* WHAT IS NEEDED *
Copy every row below word for word, with no changes.

* AVAILABLE DATA *
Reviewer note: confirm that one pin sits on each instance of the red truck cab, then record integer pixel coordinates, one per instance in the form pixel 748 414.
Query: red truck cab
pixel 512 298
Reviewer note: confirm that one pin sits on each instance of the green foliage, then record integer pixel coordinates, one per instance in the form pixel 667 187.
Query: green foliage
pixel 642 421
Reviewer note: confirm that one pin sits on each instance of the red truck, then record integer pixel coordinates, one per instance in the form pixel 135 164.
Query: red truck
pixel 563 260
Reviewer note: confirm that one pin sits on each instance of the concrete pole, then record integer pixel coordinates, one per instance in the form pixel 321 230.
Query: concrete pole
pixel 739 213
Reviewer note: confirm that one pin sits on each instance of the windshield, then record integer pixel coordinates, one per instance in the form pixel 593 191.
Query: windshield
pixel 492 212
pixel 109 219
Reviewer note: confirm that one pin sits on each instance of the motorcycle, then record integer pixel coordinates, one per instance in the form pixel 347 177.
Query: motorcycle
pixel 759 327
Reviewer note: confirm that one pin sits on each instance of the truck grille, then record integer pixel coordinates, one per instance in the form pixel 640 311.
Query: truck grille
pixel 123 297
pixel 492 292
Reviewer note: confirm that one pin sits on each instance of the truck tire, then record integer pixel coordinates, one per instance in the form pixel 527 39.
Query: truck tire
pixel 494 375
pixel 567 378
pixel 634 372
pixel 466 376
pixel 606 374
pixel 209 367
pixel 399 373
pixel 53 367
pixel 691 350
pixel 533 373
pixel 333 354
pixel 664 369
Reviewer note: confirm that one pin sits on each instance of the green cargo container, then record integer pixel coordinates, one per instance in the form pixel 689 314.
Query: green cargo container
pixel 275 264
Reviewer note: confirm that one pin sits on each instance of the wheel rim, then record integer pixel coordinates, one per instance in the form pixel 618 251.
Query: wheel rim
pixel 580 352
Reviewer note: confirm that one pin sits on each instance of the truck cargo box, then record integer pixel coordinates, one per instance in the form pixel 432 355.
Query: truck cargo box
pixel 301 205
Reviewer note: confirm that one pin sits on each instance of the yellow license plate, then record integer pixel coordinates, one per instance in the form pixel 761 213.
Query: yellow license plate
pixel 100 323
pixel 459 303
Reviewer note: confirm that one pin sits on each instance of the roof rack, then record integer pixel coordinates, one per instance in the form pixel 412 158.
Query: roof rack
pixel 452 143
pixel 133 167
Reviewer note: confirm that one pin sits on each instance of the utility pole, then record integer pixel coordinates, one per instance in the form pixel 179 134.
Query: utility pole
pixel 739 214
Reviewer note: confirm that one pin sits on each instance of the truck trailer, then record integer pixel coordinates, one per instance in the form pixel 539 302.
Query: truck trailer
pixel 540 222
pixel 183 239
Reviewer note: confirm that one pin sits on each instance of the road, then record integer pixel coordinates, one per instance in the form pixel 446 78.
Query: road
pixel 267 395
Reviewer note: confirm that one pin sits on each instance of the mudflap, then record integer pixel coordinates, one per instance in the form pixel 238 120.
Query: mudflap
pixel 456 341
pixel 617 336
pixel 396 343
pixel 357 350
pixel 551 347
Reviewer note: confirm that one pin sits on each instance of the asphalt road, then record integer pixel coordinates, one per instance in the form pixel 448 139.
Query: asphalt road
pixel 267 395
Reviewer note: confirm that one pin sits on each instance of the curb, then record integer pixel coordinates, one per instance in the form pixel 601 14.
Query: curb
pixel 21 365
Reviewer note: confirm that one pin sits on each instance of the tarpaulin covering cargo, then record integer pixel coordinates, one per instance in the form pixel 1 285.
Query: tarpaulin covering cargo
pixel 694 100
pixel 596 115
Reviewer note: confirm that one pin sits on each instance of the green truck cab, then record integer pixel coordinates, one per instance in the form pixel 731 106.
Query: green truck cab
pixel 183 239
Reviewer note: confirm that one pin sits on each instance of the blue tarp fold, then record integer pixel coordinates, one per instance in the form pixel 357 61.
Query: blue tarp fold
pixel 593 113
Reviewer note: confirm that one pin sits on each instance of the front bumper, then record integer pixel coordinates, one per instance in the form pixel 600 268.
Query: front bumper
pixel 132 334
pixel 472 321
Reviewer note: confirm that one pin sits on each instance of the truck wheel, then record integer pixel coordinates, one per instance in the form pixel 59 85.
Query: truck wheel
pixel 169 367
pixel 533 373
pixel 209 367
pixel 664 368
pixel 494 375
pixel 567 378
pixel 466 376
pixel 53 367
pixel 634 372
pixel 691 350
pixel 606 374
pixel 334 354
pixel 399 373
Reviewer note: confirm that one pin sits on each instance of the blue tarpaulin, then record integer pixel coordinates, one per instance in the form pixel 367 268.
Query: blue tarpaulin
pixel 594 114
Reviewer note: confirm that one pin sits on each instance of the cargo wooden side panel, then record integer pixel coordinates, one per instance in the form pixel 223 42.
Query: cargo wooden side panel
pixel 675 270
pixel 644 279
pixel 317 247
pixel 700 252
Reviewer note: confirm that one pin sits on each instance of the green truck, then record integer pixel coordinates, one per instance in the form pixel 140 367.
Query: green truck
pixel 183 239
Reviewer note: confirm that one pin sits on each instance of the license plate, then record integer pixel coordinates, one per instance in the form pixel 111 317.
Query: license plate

* WRITTEN RESPONSE *
Reviewer note: confirm that one pin sits on each instance of the red truck cab, then record integer pixel coordinates, one per instance in the form pixel 748 414.
Query: red truck cab
pixel 512 298
Reviewer note: confirm that one pin sits on each instance of the green foliage, then record integer pixel coordinates, one per instance in the form pixel 667 187.
Query: green foliage
pixel 642 421
Reviewer note: confirm that one pin sits on each instance of the red truck, then record integer pixel coordinates, one per instance in the form pixel 135 164.
Query: red truck
pixel 563 260
Reviewer note: confirm that one pin sits on each instance of the concrete pole, then record integer pixel coordinates, one per instance in the form pixel 321 230.
Query: concrete pole
pixel 739 213
Reviewer note: confirm that one pin sits on each instance of the windshield, then record integer pixel coordinates, one per instance in the form pixel 593 191.
Query: windshield
pixel 492 212
pixel 109 219
Reviewer note: confirm that one pin sits on each instance of the motorcycle, then record integer pixel coordinates, one per instance in the form pixel 347 177.
Query: motorcycle
pixel 759 327
Reviewer note: confirm that one pin sits on each instance of the truck grille, then record integer pixel coordinates, one per instance in the form pixel 640 311.
Query: truck grille
pixel 123 297
pixel 492 292
Reviewer note: confirm that one pin sits on each instance of the truck tire, then record integer pixel coordinates, one per instance in the form pixel 527 39.
Query: truck tire
pixel 494 375
pixel 567 378
pixel 634 372
pixel 466 376
pixel 606 374
pixel 209 367
pixel 399 373
pixel 53 367
pixel 691 350
pixel 533 373
pixel 333 354
pixel 664 369
Reviewer note: confirm that one pin sits on each instance of the green cargo container, then record integer pixel coordinates, one per instance in the form pixel 689 314.
Query: green cargo container
pixel 275 264
Reviewer note: confirm that one pin sits on each instance of the wheel rim, then record integer pixel coordinates, one per instance in the form pixel 618 251.
Query: wheel rim
pixel 580 352
Reviewer note: confirm that one pin sits on each instance of the truck cargo box, then record integer pixel coordinates, one per instance in the form pixel 432 355.
Query: truck cargo box
pixel 301 205
Reviewer note: confirm that one pin sits on each instance of the yellow license plate, then record integer pixel coordinates, one per instance in the form pixel 761 213.
Query: yellow license plate
pixel 100 323
pixel 459 303
Reviewer note: confirm that one pin sits on each instance of the roof rack, then record integer pixel coordinates, one per instance in the form pixel 412 158.
Query: roof rack
pixel 452 143
pixel 133 167
Reviewer note: confirm that one pin sits on each instance of the utility pole, then record integer pixel coordinates, one per instance in the form pixel 179 134.
Query: utility pole
pixel 739 214
Reviewer note: confirm that one pin sits on each instance of the truck trailer, then record integer pixel coordinates, one per instance in the form pixel 539 302.
Query: truck trailer
pixel 540 222
pixel 183 239
Reviewer note: confirm that one pin sits on each instance of the road, then record integer pixel coordinates, one per instance in the form pixel 446 78.
Query: road
pixel 267 395
Reviewer note: confirm that one pin sits on each instance of the mudflap, then record integer pixel coordinates, one per instance in the form pixel 238 120.
Query: mudflap
pixel 456 341
pixel 617 336
pixel 396 343
pixel 357 350
pixel 551 347
Reviewer note: confirm that one pin sits on each instance of the asphalt road, then record integer pixel coordinates, one per instance in the form pixel 448 139.
Query: asphalt road
pixel 267 395
Reviewer note: confirm that one pin sits on each instance of the curb, then record integer pixel coordinates, one per instance in the form pixel 601 14.
Query: curb
pixel 21 365
Reviewer note: confirm that one pin sits on each instance of the tarpaulin covering cargo, then record integer pixel coordinates, one per instance in the form pixel 1 285.
Query: tarpaulin covering cargo
pixel 694 100
pixel 596 115
Reviewer note: confirm that one pin sits on each instance of the green truck cab, then record integer pixel coordinates, one per instance in the form pixel 731 106.
Query: green truck cab
pixel 183 239
Reviewer note: confirm that one pin sits on each instance of the blue tarp fold, then record integer pixel coordinates, one per instance in the form pixel 357 61.
Query: blue tarp fold
pixel 593 113
Reviewer note: confirm that one pin sits on each instance of the front bumper, then record integer pixel coordinates, one per instance in the form pixel 600 268.
Query: front bumper
pixel 132 334
pixel 472 321
Reviewer note: confirm that one pin sits on each instance of the truck wheel, then record integer pixel coordinates, one per instance in the form pixel 59 85.
Query: truck wheel
pixel 169 367
pixel 533 373
pixel 209 367
pixel 664 368
pixel 494 375
pixel 567 378
pixel 466 376
pixel 53 367
pixel 634 372
pixel 691 350
pixel 606 374
pixel 334 354
pixel 399 373
Reviewer note: confirm that one pin sits on each instance of the blue tarpaulin, then record integer pixel coordinates, one per instance in the form pixel 367 268.
Query: blue tarpaulin
pixel 594 114
Reviewer note: confirm that one pin sits on each instance of the cargo wooden side panel, then record integer pixel coordinates, one per instance in the form pixel 223 42.
Query: cargo wooden side panel
pixel 675 270
pixel 644 279
pixel 317 247
pixel 700 252
Reviewer note: confirm that one pin sits on each instance of the green truck, then record integer pixel coordinates, one per instance in the form pixel 140 367.
Query: green truck
pixel 183 239
Reviewer note: confirm that one pin sits on each instance of the license plate, then record integer pixel coordinates, one per instance in the form pixel 111 317.
Query: license plate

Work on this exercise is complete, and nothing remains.